▶
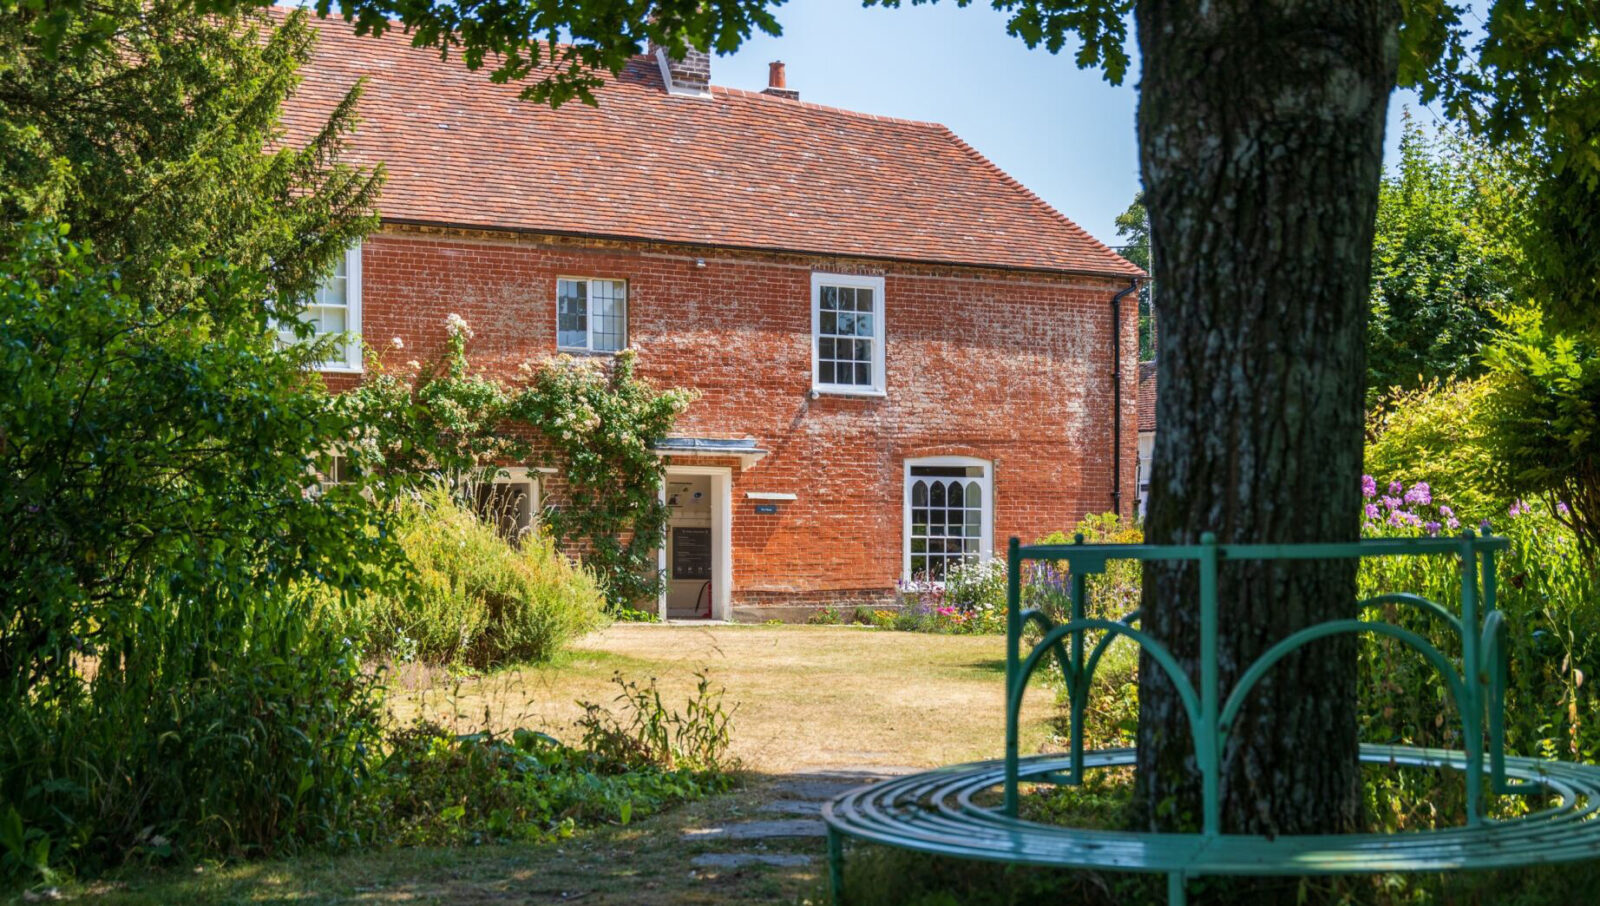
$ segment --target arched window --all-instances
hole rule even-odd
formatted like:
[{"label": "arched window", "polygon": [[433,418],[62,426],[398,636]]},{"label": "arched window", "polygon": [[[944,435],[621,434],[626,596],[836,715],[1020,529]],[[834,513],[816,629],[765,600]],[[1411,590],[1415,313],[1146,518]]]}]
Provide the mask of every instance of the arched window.
[{"label": "arched window", "polygon": [[989,559],[994,501],[987,462],[906,460],[905,578],[943,582],[960,563]]}]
◀
WHAT THE EXERCISE ASKS:
Transcribe, without alteration, the line that contains "Provide the mask" together with all lines after it in the listing above.

SOLUTION TO THIS PROBLEM:
Provide the mask of every instance of the arched window.
[{"label": "arched window", "polygon": [[989,559],[994,501],[987,462],[906,460],[905,578],[943,582],[960,563]]}]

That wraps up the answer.